> **Exercise description**:
Lay out the lines in the records below, between the lines holding "job: trace every instance of the wooden" and "target: wooden garage door", inclusive, as a Markdown table with the columns Index and Text. Give each line its row number under Index, and leave out any blank lines.

> **Material provided**:
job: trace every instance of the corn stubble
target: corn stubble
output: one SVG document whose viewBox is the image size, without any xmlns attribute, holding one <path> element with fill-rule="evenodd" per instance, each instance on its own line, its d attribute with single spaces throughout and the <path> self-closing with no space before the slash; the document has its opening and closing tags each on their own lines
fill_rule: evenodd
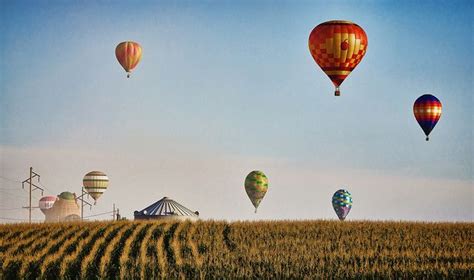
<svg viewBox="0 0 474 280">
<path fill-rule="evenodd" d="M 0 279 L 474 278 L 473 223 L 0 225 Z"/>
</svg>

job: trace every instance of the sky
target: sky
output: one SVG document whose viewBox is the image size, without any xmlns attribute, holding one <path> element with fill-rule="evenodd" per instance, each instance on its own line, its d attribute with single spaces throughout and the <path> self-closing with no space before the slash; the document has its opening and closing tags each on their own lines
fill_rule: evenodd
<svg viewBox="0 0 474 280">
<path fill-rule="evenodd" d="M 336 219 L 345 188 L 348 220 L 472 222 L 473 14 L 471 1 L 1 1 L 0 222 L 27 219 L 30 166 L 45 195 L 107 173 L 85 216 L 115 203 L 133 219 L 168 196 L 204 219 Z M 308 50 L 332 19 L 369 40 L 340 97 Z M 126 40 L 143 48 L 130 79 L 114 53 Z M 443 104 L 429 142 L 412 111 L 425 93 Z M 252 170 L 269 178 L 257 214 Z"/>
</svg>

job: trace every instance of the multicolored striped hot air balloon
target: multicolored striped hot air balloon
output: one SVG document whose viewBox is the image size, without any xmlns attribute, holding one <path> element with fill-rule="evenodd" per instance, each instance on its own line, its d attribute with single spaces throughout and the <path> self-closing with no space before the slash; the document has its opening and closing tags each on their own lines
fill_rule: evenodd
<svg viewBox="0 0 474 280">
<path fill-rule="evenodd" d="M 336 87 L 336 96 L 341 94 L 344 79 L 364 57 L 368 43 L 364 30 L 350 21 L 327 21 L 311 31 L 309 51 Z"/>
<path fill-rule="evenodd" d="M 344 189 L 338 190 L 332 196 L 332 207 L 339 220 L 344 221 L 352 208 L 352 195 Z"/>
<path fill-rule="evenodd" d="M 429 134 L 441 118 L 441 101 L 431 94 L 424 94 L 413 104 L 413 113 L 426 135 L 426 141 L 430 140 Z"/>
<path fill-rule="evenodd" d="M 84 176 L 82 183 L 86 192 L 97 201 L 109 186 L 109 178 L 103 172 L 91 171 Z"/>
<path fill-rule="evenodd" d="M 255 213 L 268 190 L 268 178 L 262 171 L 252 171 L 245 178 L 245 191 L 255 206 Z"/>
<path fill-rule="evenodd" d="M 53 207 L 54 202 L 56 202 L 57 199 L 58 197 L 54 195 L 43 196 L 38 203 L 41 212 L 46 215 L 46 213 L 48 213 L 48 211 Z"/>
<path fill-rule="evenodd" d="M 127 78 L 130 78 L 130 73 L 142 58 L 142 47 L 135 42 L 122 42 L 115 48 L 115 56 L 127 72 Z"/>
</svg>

...

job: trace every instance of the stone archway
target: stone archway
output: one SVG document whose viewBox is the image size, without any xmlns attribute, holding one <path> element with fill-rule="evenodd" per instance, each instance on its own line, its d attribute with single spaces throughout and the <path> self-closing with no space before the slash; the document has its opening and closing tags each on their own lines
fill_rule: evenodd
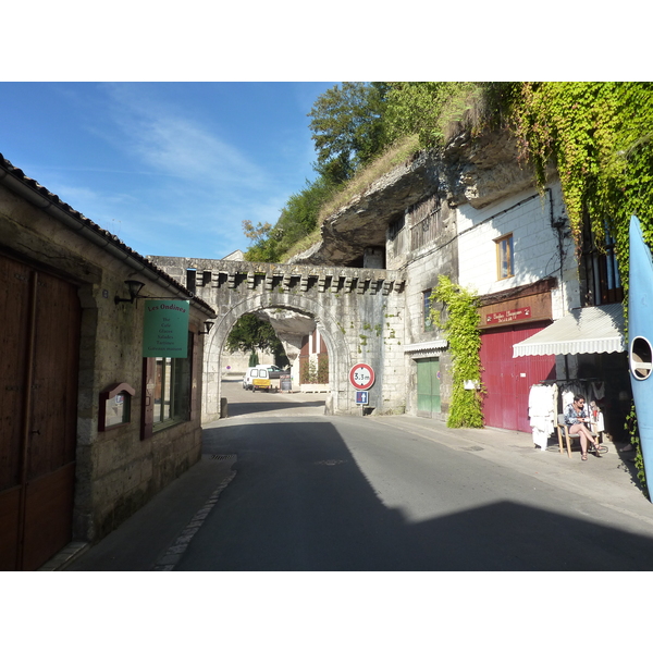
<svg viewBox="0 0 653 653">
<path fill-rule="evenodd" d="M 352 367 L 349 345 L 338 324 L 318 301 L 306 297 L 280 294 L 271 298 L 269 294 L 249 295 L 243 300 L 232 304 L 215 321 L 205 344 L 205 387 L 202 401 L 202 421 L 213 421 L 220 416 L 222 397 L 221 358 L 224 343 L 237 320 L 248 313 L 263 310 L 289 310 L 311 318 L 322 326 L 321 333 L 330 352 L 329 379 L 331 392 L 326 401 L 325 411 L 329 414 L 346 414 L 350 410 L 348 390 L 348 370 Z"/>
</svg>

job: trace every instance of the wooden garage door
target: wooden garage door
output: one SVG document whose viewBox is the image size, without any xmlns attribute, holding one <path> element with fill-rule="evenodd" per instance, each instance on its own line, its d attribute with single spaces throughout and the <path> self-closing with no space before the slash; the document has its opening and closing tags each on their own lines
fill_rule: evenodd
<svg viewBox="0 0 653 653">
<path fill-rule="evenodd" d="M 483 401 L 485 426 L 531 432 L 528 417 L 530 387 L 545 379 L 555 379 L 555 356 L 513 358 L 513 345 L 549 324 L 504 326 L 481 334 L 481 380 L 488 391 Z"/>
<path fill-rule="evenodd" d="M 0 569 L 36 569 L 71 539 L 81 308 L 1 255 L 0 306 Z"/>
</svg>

> **Final result**:
| Index | Text |
|---|---|
| 1 | job: trace every instance of the wooden garage door |
| 2 | target: wooden garage door |